This post was edited by dostoevskydr at 2013-8-6 15:09|
There was a time when the world was ruled by the British – Britannia ruled the waves, and the Empire stretched to all corners of the globe. Before that, the Romans, Mongols, Ottomans and many others had established their own empires by conquering foreign lands and forcing the natives into submission. Empire-building is a natural human instinct and all these empires have risen and fallen.
But times are changing. The old British Empire is crumbling and falling away, like those that went before but now it’s not about armies retreating, losing ground as they go. In those modern, more ethical times the old conquerors are choosing to give back the land that their forefathers took, like the British handover of Hong Kong in 1997. However, there are still pockets of land around the world that are still controlled by foreign powers, despite being thousands of miles away from the governing country. Some are controversial, and the ownership of them is still under debate. Discover which ones in our "Modern Colonies."
* * *
• Task A:
In the post on empires and modern colonies, what example is given of old conquerors returning land that their forefathers took?
* * *
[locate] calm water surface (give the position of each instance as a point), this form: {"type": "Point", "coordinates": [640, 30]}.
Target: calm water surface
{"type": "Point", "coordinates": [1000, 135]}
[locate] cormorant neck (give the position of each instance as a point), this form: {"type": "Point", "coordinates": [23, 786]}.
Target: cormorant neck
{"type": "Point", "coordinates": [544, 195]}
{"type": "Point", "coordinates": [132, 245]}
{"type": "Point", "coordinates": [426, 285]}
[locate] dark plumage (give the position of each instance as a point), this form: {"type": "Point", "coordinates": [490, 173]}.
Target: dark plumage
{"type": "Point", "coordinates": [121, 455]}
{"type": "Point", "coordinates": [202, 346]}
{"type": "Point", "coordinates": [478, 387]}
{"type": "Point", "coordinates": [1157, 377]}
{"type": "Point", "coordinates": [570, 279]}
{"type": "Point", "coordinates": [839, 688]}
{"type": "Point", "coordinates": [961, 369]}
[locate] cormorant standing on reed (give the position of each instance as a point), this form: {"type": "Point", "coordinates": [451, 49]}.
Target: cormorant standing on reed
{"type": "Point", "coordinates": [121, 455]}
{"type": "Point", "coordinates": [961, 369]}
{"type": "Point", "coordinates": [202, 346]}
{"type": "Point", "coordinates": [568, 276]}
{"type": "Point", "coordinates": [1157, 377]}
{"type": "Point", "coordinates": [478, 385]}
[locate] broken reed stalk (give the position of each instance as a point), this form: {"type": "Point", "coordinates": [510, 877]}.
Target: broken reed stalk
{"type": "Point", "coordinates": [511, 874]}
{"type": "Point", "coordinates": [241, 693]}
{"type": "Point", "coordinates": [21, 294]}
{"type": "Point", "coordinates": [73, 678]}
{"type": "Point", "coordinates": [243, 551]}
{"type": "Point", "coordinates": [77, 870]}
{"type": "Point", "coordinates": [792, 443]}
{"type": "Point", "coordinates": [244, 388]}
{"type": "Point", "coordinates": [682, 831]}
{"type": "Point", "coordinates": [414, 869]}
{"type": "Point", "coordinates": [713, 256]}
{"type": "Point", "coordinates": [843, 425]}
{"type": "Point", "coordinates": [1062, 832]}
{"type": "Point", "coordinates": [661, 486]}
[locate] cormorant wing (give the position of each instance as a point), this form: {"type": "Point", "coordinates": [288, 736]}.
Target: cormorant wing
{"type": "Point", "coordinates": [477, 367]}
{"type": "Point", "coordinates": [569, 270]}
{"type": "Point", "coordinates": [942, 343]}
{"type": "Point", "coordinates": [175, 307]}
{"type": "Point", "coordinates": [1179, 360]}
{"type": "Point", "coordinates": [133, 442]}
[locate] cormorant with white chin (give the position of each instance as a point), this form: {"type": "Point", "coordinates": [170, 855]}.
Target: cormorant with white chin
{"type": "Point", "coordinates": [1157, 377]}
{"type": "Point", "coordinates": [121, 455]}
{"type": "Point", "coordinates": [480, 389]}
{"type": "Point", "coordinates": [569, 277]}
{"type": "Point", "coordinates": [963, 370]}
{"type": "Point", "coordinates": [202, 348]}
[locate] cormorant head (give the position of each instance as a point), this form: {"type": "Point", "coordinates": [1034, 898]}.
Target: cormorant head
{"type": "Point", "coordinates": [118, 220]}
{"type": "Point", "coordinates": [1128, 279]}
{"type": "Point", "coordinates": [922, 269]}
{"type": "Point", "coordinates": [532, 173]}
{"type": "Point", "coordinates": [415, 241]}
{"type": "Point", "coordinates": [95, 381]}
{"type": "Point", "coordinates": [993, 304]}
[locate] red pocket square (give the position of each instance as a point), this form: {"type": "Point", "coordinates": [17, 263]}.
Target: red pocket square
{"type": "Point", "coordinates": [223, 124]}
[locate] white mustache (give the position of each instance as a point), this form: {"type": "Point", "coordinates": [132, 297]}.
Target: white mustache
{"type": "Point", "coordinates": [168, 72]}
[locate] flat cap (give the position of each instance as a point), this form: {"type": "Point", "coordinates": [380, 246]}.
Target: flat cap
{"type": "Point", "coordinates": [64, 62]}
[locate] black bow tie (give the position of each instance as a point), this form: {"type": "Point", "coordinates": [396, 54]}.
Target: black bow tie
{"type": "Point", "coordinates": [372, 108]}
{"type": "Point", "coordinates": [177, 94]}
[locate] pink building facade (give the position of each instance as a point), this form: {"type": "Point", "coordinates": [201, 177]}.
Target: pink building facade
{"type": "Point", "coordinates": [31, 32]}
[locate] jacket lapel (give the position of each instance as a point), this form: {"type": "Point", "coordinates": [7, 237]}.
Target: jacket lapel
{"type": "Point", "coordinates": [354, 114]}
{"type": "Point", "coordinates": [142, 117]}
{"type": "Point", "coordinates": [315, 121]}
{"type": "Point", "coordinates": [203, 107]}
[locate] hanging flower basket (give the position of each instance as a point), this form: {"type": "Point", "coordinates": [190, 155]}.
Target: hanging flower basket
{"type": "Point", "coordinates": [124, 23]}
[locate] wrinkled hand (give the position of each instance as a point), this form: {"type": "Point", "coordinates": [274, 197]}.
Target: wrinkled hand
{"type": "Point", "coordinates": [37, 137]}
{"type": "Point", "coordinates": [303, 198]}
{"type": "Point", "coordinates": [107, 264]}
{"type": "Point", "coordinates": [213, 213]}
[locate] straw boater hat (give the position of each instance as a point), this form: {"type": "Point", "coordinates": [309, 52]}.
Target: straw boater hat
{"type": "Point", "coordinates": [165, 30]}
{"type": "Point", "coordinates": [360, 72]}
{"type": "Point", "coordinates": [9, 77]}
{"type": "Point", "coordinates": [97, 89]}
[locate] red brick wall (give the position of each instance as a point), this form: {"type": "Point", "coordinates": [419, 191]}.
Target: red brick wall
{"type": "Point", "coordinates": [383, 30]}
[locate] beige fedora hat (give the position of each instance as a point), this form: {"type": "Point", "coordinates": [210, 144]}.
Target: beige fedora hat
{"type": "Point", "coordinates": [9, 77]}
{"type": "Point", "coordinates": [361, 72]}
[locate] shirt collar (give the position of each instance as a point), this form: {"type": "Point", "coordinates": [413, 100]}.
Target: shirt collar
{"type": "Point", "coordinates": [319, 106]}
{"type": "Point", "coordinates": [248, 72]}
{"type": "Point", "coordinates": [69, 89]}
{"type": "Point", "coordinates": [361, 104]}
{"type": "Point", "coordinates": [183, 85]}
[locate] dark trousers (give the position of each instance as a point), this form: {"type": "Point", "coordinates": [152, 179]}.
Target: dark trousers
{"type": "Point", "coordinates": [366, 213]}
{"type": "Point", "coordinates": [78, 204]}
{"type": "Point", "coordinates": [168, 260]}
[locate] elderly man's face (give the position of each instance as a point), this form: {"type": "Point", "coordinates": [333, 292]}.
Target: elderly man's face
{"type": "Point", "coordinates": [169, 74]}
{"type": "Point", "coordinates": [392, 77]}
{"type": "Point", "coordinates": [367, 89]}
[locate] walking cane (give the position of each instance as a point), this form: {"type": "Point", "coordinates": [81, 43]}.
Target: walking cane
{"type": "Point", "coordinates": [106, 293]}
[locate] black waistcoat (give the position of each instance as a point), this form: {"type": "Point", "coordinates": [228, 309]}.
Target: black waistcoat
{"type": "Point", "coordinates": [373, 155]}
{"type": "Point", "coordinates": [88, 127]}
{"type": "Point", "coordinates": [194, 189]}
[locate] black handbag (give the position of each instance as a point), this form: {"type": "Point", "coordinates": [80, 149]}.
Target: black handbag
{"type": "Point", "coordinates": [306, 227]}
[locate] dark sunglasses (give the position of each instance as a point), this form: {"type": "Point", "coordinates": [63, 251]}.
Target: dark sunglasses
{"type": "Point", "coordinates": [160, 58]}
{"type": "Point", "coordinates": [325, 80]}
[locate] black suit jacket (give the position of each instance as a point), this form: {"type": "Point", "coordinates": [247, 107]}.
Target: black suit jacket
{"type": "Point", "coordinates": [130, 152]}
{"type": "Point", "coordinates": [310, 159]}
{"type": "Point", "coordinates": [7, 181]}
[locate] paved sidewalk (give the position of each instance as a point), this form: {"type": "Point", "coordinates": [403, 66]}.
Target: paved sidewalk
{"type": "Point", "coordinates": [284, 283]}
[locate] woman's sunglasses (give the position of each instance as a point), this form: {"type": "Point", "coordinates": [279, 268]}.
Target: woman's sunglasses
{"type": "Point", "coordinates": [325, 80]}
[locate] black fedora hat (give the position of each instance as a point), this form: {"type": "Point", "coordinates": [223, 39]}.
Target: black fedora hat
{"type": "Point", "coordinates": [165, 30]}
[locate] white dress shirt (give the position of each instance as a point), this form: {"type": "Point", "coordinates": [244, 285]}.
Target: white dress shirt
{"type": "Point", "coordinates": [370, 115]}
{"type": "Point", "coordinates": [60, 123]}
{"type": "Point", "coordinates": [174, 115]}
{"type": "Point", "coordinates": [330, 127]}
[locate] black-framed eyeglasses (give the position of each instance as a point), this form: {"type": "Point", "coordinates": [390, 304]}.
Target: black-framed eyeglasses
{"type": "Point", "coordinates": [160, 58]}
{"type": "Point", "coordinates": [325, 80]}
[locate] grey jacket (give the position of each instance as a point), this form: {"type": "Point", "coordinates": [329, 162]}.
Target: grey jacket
* * *
• Task B:
Collect every line of the entries above that contains the string "woman". Matching is case-sensitive.

• Answer A:
The British handover of Hong Kong in 1997.

• Answer B:
[locate] woman's sunglasses (give the position of each instance as a point), this form: {"type": "Point", "coordinates": [279, 268]}.
Target: woman's sunglasses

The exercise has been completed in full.